> _Extrait de page_:
Les paroles du Cheikh Omar sont toujours restées au fond de mon esprit au cours des années, alors que j’observais les évolutions politiques en Égypte et la façon dont la Fraternité musulmane réagissait à ces dernières – surtout à la période avant, pendant et après la révolution de janvier 2011.
Finalement, les pouvoirs militaires et économiques en Égypte – avec le soutien d’une partie importante de la population – ont décidé de déclarer la guerre à la Fraternité. Ils ont déposé de force le gouvernement du président élu Muhammad Morsi et l’ont jeté en prison, ainsi que la plupart des dirigeants de premier et second rang de son mouvement, condamnant plusieurs d’entre eux à la prison à perpétuité ou à la pendaison.
Mercredi, ces mêmes pouvoirs ont franchi un nouveau pas. Le tribunal pénal du Caire a rendu une décision stipulant que 1052 personnes, appartenant prétendument à la Fraternité – dont Morsi et le responsable du mouvement Muhammad Badie et toutes leurs familles, et même l’ancienne star du football international Muhammad Abu-Treika – sur la liste des « terroristes ». Cela signifie que leurs biens seront confisqués, qu’ils seront interdits de voyager, que leur passeport leur seront retirés et qu’ils seront privés de tout emploi dans le secteur public.

> _Problème posé_: Pouvez-vous prolonger le texte sur la Fraternité musulmane en Égypte à partir de sa dernière phrase ?

> _Matériel fourni_:
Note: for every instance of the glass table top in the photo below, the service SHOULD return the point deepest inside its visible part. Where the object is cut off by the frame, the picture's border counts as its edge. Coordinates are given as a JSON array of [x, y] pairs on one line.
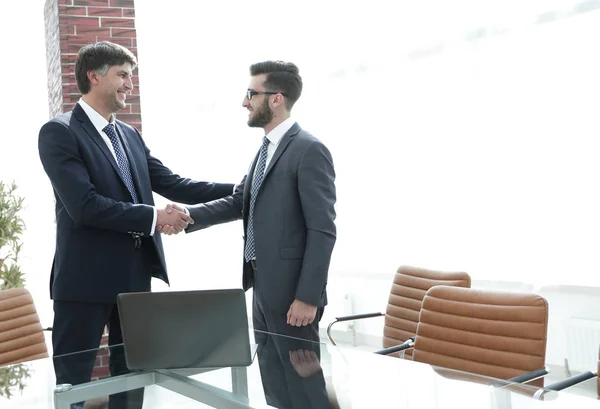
[[285, 372]]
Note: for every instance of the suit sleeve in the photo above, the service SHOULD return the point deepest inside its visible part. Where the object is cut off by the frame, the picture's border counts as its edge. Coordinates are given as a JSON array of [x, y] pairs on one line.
[[316, 187], [179, 189], [62, 161], [219, 211]]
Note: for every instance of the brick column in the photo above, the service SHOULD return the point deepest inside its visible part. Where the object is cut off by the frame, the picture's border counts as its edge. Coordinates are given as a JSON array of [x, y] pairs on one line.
[[71, 24]]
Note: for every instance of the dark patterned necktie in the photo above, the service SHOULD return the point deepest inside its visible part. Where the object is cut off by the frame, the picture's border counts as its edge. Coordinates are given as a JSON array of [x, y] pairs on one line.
[[259, 174], [109, 130]]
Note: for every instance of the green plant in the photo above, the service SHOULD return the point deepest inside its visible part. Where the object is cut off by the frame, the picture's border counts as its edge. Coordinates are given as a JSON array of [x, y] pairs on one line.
[[11, 228], [11, 378]]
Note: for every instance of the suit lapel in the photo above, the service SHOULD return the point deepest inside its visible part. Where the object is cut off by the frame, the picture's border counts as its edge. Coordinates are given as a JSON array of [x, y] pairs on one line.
[[283, 144], [87, 126], [132, 160], [248, 185]]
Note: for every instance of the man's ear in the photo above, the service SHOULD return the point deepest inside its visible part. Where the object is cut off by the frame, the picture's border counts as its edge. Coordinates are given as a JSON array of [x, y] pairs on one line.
[[277, 100], [93, 77]]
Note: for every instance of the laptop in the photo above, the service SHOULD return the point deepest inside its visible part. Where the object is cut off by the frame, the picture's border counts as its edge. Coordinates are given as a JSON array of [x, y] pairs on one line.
[[185, 329]]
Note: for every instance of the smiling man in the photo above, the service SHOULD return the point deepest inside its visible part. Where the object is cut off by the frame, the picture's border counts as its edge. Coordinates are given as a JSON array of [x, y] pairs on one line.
[[287, 204], [107, 242]]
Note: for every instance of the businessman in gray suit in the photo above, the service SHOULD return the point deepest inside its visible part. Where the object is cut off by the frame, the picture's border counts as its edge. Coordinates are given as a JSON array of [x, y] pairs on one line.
[[287, 204]]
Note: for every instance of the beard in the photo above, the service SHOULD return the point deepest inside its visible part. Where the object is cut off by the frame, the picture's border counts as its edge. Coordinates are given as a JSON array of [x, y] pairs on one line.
[[262, 116]]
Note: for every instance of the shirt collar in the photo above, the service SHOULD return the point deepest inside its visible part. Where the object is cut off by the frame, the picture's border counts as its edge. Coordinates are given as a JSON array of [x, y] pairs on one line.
[[277, 133], [97, 120]]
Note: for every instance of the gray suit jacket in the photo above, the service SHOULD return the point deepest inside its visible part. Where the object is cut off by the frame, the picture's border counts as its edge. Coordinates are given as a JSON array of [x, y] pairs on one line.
[[294, 227]]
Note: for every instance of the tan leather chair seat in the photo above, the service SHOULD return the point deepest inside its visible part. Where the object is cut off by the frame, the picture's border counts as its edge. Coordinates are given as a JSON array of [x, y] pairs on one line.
[[21, 334], [404, 303], [497, 334]]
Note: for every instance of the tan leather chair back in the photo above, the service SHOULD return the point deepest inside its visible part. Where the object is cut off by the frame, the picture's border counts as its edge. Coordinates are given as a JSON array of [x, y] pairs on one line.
[[404, 304], [497, 334], [21, 334]]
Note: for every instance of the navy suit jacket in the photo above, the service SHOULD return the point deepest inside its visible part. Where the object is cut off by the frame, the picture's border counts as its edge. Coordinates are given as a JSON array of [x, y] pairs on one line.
[[95, 256]]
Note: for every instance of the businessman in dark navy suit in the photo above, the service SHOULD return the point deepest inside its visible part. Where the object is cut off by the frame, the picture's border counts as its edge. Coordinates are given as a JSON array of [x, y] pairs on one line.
[[107, 239]]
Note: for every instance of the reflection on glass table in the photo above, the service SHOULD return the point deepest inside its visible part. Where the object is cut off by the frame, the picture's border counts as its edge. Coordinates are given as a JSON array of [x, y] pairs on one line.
[[286, 373]]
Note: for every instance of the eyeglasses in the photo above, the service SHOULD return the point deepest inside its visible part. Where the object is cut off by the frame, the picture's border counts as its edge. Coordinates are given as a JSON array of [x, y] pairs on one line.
[[250, 93]]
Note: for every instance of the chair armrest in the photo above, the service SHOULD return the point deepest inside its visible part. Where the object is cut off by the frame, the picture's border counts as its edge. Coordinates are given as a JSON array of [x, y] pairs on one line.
[[574, 380], [351, 318], [409, 343], [559, 386], [529, 376]]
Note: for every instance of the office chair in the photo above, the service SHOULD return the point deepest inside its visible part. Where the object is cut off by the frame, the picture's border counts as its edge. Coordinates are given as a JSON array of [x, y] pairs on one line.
[[404, 302], [496, 334], [21, 334]]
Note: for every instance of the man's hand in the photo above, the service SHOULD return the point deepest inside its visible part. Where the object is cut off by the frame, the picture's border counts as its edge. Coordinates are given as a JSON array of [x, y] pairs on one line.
[[301, 314], [305, 362], [172, 219]]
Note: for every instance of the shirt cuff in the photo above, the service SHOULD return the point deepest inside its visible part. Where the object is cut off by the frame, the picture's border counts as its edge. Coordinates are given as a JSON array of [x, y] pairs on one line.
[[154, 222]]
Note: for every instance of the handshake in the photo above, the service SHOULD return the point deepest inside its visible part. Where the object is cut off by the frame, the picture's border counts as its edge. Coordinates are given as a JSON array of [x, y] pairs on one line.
[[172, 219]]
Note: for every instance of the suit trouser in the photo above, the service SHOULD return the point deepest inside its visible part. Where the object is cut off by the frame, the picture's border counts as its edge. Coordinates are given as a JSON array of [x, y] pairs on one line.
[[286, 384], [78, 326]]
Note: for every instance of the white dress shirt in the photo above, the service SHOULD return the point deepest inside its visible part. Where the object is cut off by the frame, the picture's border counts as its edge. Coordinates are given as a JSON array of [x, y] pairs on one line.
[[274, 138], [100, 123]]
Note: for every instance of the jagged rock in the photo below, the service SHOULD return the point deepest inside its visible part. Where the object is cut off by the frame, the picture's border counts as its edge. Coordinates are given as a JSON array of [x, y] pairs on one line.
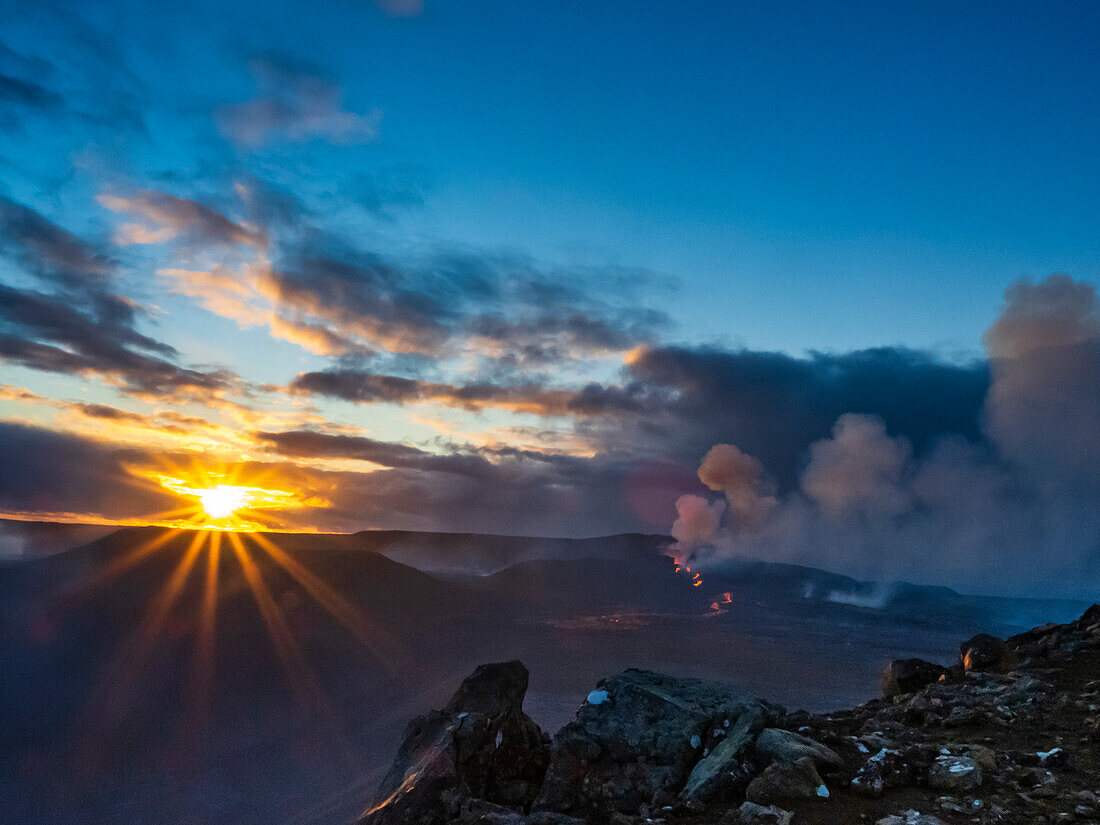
[[955, 774], [892, 768], [481, 746], [724, 771], [1090, 617], [781, 780], [782, 746], [750, 813], [642, 739], [911, 817], [909, 675], [479, 812], [985, 652]]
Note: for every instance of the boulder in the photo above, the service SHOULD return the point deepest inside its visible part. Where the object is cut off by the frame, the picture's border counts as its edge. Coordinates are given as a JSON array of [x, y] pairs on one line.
[[783, 781], [985, 653], [955, 773], [754, 814], [782, 746], [892, 768], [481, 746], [642, 738], [725, 770], [909, 675], [1090, 617], [910, 817]]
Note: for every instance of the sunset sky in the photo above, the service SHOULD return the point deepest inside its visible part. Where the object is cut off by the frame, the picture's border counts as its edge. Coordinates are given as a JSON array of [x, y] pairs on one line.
[[517, 267]]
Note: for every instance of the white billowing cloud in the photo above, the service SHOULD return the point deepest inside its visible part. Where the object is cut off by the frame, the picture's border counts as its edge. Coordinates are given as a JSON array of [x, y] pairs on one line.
[[697, 521], [859, 469], [740, 477], [1015, 512]]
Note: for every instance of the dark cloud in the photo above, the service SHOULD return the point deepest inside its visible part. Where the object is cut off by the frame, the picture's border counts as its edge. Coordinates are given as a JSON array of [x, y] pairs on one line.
[[83, 327], [773, 405], [365, 387], [50, 472], [26, 92], [173, 216], [1010, 508], [389, 191]]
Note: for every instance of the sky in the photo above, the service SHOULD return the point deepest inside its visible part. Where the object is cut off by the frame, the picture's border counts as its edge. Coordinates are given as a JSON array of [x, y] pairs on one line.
[[517, 267]]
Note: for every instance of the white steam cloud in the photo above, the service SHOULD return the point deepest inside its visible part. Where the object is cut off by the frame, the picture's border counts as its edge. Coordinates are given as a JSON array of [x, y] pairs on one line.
[[1015, 513]]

> _Résultat obtenu_:
Le parquet du Caire a par ailleurs convoqué 304 « suspects » – dont des personnalités de la Fraternité actuellement réfugiées en Turquie – devant un tribunal militaire chargé de juger les groupes qui ont commis des attaques terroristes au Caire et dans d’autres villes égyptiennes.
Ces décisions de justice ne sont pas une surprise en soi, mais leur calendrier est frappant. Ce n’est probablement pas par hasard qu’elles aient été prises trois jours seulement avant l’investiture de Donald Trump en tant que président américain.
Pour replacer ces décisions dans leur contexte, il y a eu des informations persistantes aux États-Unis et dans plusieurs médias ces derniers jours selon lesquelles l’administration Trump pourrait désigner les Frères musulmans avec leurs branches en Égypte et divers autres pays, ou son aile paramilitaire éventuelle, comme « organisations terroristes ». Trump lui-même serait à l’origine de cette initiative, avec le soutien de ses adjoints directs tels que le nouveau secrétaire d’État Rex Tillerson, le futur chef de la CIA Mike Pompeo et le secrétaire à la défense James Mattis.
Le sénateur Ted Cruz aurait été chargé de rédiger le texte de loi nécessaire pour que la nouvelle administration puisse la présenter au Congrès.
Il y a de bonnes raisons de prendre cette perspective très au sérieux.
Le rapport du gouvernement britannique sur la Fraternité publié il y a un an – à l’instar des régimes du Golfe qui voulaient interdire le mouvement – a utilisé un langage qui était à deux doigts de l’accusation de terrorisme.
Plus récemment, lors de son audition devant le Congrès, Tillerson a expliqué que la destruction de l’État islamique (IS) – la priorité déclarée – serait une première étape pour abattre d’autres groupes « terroristes » qui menacent les États-Unis et ses alliés, et permettrait de se concentrer sur d’autres radicaux islamistes. À cet égard, il a nommé al-Qaida, diverses formations iraniennes et les Frères musulmans.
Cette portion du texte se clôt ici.